History


On May 22, 2017, the Department of Physics and Astronomy at James Madison University (JMU) officially opened the doors at the Madison Accelerator Laboratory (MAL). The department acquired a medical electron linear accelerator (linac) and an X-ray imaging machine from the former Cancer Therapy Center of the Rockingham Memorial Hospital in Harrisonburg, Virginia, when the hospital moved to a new location off of JMU’s campus and bought new equipment for the new site.
On March 22, 2018, MAL officially began operation.

The electron linac at MAL is a magnetron-powered Siemens Mevatron MD2 and operates in a modulated pulsed regime with 6 µs bursts of electrons at a 200 Hz pulse repetition frequency. It was clinically used with electron energies of 5, 7, 8, 10, 12, and 14 MeV and with X-ray beam energies of 6 and 15 MeV. The X-ray photons, also known as bremsstrahlung radiation, are produced by directing the electron beam into a tungsten target. Thus, the 6 or 15 MeV energy refers to the energy of the monoenergetic electron beam and the highest energy of photons produced (referred to as the endpoint energy). The bremsstrahlung radiation at MAL is a photon energy distribution that ranges from roughly 50 keV at the lower limit (due to filters in the beam path) to the endpoint energy of 6 or 15 MeV. The equipment acquired with the opening of MAL allows the electron linac to be tunable to a range of intermediate energies and the beam to be characterized in the new operational energy domain.

Information shown =>

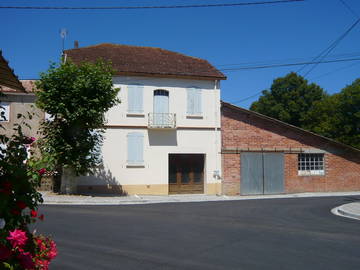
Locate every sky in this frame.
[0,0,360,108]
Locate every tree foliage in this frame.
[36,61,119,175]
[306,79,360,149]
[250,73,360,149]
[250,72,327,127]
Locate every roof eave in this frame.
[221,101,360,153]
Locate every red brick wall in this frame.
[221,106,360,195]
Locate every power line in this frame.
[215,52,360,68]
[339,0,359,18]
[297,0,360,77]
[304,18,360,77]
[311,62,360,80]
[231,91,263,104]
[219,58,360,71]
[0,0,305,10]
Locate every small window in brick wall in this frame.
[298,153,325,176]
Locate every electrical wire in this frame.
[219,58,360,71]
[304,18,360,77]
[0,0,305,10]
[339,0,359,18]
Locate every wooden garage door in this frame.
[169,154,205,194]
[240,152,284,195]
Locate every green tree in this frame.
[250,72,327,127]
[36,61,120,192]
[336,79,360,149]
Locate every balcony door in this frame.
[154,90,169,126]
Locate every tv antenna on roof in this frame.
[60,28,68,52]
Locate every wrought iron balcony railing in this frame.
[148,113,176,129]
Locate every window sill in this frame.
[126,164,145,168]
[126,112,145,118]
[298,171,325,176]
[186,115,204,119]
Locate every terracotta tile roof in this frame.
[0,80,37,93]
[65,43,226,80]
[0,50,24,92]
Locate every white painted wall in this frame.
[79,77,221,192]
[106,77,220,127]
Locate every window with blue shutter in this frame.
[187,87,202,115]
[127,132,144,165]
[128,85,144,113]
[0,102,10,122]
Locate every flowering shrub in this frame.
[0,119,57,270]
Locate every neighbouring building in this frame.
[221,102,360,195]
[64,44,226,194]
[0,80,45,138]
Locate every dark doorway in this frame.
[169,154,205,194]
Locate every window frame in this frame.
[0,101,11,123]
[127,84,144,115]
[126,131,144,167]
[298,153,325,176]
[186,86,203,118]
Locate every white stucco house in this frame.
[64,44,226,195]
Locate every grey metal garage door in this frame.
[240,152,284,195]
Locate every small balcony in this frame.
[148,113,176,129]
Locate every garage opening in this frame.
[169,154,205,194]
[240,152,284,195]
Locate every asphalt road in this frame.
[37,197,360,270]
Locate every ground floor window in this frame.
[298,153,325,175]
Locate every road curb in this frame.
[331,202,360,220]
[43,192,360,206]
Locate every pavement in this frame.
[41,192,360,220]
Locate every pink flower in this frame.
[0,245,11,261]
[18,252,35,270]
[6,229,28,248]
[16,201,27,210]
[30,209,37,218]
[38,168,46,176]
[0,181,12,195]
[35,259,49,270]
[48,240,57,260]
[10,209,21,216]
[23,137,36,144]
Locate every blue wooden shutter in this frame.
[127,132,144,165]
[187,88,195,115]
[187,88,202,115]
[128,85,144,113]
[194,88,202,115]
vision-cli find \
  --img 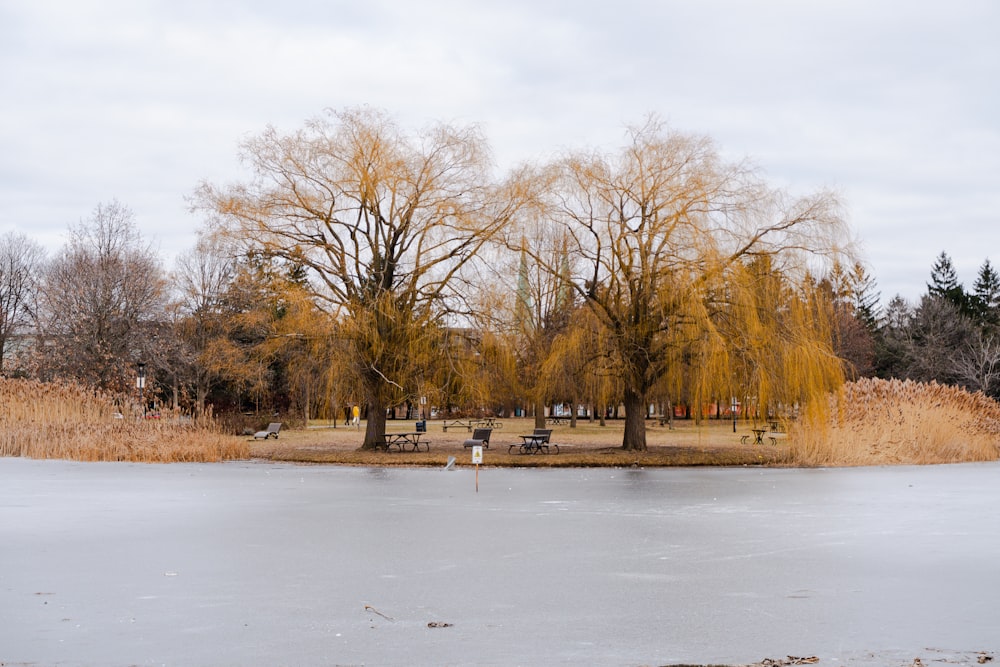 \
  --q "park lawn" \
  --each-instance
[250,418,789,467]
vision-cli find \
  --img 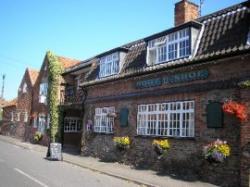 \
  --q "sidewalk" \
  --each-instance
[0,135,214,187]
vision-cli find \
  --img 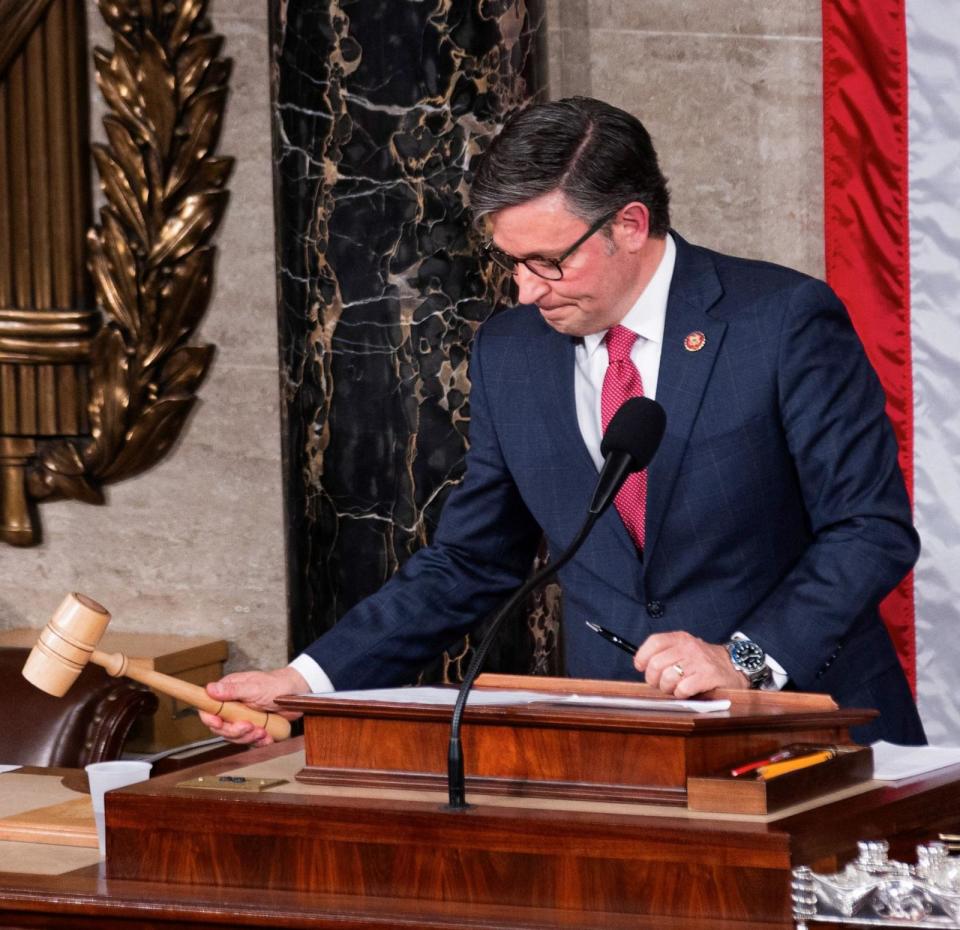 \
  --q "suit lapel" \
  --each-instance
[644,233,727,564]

Required actions =>
a - Rewrite the paragraph in the Madison Accelerator Laboratory history that begins "The electron linac at MAL is" as a short bulleted list that keeps its main facts.
b - Continue the history of the Madison Accelerator Laboratory from the point where it ends.

Answer set =>
a -
- The MAL electron linac is a magnetron-powered Siemens Mevatron MD2.
- It runs in a modulated pulsed regime: 6 µs electron bursts at a 200 Hz pulse repetition frequency.
- Clinically, it used electron energies of 5, 7, 8, 10, 12, and 14 MeV and X-ray beam energies of 6 and 15 MeV.
- X-ray photons (bremsstrahlung radiation) come from directing the electron beam into a tungsten target.
- The 6 or 15 MeV figure is both the energy of the monoenergetic electron beam and the highest photon energy, called the endpoint energy.
- The photon energy distribution runs from about 50 keV, set by filters in the beam path, up to the 6 or 15 MeV endpoint.
- Equipment acquired when MAL opened lets the linac be tuned to intermediate energies and lets the beam be characterized in the new operational energy domain.

b -
MAL’s (40-140 kV) X-ray imaging facility has been repurposed to do research in a wide range of areas – including material science, geology, history, and museum studies. Using a state-of-the-art Carestream HPX-DR digital imager, it allows for routine X-ray 2-D imaging of even large pieces of art down to 100 μm (0.1mm) spatial resolution. We recently acquired Digitome 3-D imaging software, which allows 3-D imaging to be done by combining CT-like slices (flat-plane imagery in TIFF format) into 3-D datasets. This can help researchers image and model the detailed internal structure of objects.

Madison Accelerator Laboratory also provides a unique platform for teaching undergraduate students in an accelerator-based environment. This will create a multitude of opportunities for students considering careers in experimental nuclear/particle physics, nuclear engineering, or medical physical as well as for those directly entering the workforce in nuclear industry or government.

Mission


Our mission is two-fold, research focused, and education focused. Our research-focused mission is to repurpose and transform an “off-the-shelf” medical electron linear accelerator, originally used for clinical operations, into a multidisciplinary user-research facility available for all JMU faculty and students as well as for other higher-education institutions and research facilities in Virginia and beyond.

Our education-focused mission is to forge collaborations between the physics, nuclear engineering and health science departments across the state of Virginia and beyond that focus on the development of a broad educational curriculum in applied photon science and accelerator physics.